- _Problem details_: Locate each line in the records containing "below". Copy it.

- _Records shown_:
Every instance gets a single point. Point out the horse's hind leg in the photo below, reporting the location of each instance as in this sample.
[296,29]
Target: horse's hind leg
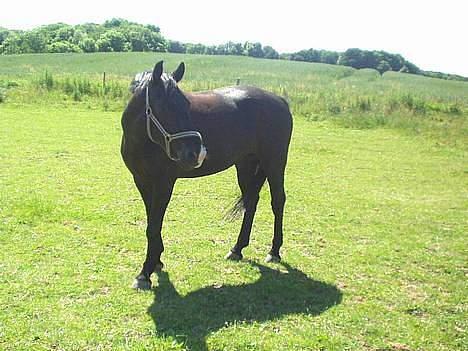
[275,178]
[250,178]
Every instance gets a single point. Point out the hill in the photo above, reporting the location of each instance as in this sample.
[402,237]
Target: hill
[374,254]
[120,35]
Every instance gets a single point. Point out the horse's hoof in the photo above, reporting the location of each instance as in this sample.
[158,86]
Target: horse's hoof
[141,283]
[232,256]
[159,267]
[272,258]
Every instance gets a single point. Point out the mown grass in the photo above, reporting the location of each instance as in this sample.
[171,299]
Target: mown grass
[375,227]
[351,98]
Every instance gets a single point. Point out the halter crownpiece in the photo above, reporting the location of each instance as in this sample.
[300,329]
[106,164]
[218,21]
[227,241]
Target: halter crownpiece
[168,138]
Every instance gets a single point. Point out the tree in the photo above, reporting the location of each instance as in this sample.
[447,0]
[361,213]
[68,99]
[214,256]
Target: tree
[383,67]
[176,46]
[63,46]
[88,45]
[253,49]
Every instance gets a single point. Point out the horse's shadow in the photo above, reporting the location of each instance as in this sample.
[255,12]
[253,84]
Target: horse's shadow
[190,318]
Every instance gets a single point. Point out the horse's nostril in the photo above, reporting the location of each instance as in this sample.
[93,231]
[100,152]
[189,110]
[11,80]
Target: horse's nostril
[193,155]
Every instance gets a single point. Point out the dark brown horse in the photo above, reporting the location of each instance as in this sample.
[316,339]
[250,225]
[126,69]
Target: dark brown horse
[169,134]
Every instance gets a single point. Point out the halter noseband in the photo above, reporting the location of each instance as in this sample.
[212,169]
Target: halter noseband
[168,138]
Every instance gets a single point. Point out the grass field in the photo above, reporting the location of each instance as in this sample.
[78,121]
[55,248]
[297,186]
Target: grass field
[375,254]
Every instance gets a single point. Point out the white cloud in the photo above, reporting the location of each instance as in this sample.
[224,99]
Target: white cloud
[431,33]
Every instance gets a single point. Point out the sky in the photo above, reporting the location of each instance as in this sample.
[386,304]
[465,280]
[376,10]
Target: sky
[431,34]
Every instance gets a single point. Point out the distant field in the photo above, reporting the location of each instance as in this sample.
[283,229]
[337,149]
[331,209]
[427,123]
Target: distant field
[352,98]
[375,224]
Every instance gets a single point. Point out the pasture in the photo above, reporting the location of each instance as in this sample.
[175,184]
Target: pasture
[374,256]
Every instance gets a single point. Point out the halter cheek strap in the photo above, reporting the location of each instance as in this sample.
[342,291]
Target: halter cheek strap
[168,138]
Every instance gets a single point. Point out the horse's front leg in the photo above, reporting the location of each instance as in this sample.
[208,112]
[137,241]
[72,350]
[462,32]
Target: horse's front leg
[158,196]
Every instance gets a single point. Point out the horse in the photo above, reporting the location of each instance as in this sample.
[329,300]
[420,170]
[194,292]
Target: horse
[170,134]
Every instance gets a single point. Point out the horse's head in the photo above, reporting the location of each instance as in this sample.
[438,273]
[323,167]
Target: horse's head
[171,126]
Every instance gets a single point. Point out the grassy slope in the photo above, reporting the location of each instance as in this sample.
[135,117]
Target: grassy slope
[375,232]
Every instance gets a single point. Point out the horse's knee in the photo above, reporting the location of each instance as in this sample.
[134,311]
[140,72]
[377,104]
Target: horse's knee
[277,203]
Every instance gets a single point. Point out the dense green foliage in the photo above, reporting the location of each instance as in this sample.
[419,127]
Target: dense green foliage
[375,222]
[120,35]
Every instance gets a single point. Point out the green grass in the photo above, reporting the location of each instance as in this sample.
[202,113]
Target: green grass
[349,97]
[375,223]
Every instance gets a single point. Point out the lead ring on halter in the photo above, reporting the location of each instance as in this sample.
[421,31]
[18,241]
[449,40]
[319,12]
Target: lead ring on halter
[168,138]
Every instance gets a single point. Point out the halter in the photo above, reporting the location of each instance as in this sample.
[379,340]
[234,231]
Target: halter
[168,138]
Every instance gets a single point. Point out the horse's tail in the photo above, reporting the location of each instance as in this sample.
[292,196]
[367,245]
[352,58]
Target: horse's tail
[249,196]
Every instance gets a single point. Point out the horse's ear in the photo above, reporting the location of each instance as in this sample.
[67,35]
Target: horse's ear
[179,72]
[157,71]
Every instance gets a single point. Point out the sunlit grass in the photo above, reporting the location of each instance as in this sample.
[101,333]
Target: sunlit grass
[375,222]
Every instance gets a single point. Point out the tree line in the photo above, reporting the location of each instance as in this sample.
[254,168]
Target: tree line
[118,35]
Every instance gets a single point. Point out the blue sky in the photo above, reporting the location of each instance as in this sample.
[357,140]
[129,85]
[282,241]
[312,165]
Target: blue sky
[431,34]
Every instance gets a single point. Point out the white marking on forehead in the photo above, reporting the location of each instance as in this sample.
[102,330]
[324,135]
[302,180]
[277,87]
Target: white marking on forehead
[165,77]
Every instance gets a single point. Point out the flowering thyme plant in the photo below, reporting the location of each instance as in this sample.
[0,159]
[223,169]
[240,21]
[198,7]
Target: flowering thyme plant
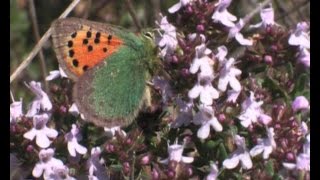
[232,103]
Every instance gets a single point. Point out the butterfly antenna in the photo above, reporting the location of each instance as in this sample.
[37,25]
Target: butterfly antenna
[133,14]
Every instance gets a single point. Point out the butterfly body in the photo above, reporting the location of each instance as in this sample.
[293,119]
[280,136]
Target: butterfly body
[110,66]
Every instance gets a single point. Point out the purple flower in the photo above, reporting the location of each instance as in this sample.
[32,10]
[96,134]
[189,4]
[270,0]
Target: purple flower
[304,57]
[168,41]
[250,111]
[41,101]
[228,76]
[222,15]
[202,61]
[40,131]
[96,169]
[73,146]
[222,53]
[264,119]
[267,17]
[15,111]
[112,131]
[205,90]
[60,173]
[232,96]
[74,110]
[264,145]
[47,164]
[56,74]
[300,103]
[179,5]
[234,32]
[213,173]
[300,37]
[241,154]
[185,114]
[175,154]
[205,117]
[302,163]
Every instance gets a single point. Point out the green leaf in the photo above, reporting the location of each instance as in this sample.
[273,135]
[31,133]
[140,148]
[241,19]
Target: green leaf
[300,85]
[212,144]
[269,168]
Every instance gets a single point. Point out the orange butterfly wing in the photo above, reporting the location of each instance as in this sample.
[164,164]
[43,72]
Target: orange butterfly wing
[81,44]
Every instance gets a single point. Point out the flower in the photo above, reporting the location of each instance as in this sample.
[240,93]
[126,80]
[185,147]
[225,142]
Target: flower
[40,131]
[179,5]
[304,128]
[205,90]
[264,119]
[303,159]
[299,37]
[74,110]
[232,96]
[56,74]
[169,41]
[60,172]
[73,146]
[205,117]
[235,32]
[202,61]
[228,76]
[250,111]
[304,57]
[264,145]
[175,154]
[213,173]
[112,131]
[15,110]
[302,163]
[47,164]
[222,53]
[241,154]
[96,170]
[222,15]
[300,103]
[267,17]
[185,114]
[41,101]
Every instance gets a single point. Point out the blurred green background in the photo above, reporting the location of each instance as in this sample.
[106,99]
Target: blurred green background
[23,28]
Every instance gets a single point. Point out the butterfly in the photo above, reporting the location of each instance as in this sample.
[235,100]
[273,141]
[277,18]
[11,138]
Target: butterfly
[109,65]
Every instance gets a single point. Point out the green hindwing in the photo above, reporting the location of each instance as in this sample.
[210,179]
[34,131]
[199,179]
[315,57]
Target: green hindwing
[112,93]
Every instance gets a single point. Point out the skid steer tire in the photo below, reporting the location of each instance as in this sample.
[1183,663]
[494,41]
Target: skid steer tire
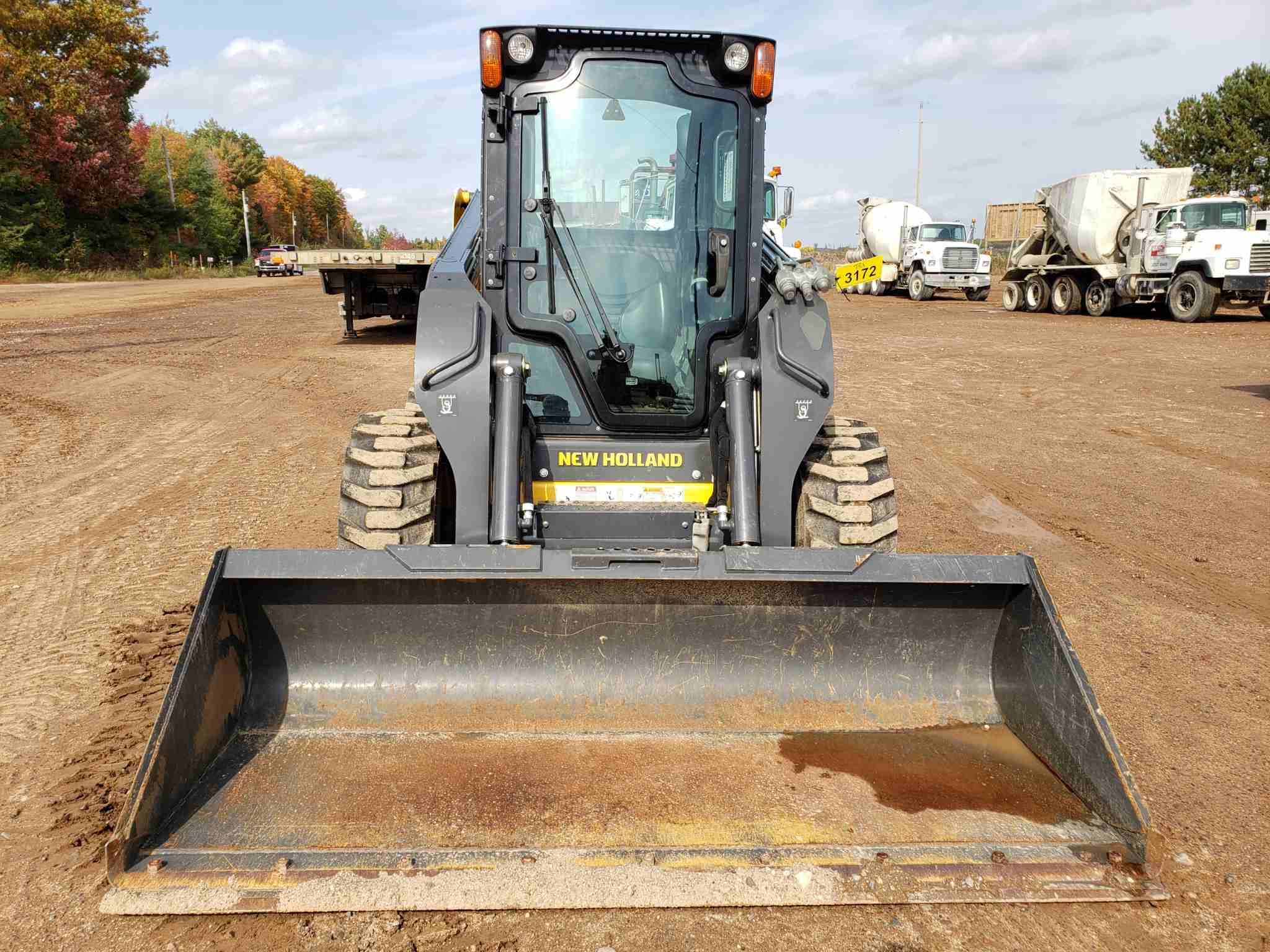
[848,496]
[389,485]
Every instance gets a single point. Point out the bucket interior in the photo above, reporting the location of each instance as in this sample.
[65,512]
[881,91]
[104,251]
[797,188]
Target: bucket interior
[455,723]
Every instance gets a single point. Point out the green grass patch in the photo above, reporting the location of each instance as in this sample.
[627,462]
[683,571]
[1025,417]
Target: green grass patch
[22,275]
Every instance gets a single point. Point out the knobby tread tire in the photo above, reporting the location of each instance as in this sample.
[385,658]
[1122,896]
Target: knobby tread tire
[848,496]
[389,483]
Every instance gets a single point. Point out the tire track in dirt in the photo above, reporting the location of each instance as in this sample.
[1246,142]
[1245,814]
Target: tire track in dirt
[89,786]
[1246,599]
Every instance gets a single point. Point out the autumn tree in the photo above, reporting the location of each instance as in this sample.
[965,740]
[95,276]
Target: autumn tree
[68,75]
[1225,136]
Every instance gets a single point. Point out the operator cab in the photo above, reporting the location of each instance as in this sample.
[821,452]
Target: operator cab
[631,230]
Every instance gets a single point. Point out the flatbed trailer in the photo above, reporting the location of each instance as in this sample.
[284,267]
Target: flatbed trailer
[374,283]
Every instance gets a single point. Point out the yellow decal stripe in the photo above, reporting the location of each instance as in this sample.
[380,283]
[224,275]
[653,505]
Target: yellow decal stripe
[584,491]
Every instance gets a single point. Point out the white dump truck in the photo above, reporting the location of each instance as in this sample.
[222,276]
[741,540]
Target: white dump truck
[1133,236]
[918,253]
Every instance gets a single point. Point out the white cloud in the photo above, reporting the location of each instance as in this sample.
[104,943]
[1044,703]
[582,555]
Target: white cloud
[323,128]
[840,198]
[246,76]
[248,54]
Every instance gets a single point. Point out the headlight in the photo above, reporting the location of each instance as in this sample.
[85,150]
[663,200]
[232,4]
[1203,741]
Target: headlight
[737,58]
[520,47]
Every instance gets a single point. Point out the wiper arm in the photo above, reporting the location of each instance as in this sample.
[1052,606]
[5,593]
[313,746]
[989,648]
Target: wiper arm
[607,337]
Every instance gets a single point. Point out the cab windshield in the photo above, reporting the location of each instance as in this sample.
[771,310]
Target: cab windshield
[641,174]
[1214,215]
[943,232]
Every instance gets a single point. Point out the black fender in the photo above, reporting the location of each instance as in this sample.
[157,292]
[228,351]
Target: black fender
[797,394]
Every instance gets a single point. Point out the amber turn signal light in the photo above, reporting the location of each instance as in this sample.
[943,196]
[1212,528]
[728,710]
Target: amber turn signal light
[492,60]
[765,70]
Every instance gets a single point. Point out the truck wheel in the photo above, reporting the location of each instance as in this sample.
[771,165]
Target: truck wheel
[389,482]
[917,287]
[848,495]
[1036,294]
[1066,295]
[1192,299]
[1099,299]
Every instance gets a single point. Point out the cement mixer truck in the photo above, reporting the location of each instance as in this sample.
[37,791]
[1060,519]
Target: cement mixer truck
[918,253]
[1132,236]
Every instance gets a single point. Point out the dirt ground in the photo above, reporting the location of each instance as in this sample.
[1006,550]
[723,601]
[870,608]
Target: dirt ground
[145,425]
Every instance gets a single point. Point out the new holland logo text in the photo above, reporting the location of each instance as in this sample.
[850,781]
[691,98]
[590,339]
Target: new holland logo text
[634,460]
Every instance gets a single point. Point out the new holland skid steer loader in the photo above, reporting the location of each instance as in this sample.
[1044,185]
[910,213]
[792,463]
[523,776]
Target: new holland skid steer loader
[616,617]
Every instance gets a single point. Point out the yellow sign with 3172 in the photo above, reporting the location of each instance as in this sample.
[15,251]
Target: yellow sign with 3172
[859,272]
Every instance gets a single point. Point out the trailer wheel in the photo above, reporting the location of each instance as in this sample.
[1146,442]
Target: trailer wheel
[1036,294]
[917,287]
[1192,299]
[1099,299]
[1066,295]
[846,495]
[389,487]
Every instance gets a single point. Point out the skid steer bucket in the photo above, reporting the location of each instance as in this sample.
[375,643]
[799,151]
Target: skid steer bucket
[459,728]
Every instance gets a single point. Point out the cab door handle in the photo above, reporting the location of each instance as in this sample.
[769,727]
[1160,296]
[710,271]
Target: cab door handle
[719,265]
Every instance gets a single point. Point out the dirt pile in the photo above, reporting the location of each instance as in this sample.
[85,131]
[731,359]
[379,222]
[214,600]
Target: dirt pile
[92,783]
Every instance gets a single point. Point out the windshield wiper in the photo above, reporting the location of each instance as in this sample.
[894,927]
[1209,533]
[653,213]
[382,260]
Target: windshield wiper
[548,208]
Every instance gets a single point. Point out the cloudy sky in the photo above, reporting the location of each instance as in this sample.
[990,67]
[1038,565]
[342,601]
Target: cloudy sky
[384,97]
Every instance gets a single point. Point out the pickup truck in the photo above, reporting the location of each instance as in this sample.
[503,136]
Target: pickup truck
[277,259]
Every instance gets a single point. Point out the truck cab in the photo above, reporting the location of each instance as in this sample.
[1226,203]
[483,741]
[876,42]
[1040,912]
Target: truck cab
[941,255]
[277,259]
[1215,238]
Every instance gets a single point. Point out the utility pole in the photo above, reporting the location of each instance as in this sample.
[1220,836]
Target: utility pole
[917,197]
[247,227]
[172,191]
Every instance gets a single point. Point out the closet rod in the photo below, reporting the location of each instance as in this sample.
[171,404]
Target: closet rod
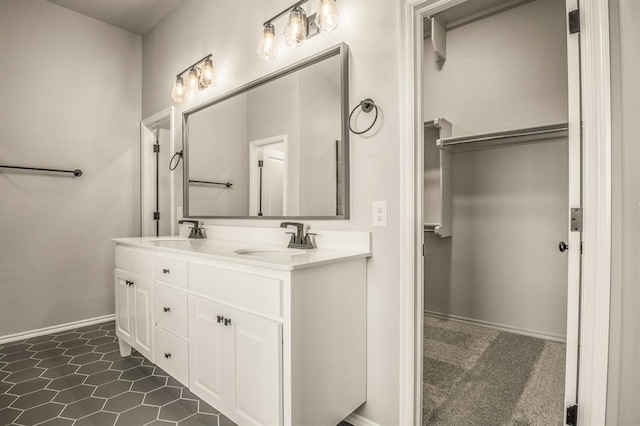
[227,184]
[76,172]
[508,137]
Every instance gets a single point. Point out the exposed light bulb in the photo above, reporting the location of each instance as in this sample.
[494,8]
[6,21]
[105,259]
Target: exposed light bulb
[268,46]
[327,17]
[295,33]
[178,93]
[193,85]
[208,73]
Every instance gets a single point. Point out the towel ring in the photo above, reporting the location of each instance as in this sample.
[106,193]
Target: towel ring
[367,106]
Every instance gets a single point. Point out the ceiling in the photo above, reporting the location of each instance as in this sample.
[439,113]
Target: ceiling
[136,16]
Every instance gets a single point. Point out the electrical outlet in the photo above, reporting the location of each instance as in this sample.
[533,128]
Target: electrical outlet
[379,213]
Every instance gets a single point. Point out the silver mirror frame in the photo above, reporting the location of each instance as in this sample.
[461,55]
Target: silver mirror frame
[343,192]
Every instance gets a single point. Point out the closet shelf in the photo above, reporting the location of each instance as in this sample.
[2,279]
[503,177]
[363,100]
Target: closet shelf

- _Answer area_:
Every instance gets a single point. Point out the horse's hind leg in the photo below, reporting the location of each instance as in this sample.
Every instance gets a single point. Point out the flowering thyme plant in the photo below, reporting the location of each instance as in this sample.
Every instance gets a single point. Point out the skid steer tire in the photo below, reporting the location of each instance as in this sample.
Every instance gets a single point. Point out the closet rod in the photo below, reporting the location of each instance as in this sample.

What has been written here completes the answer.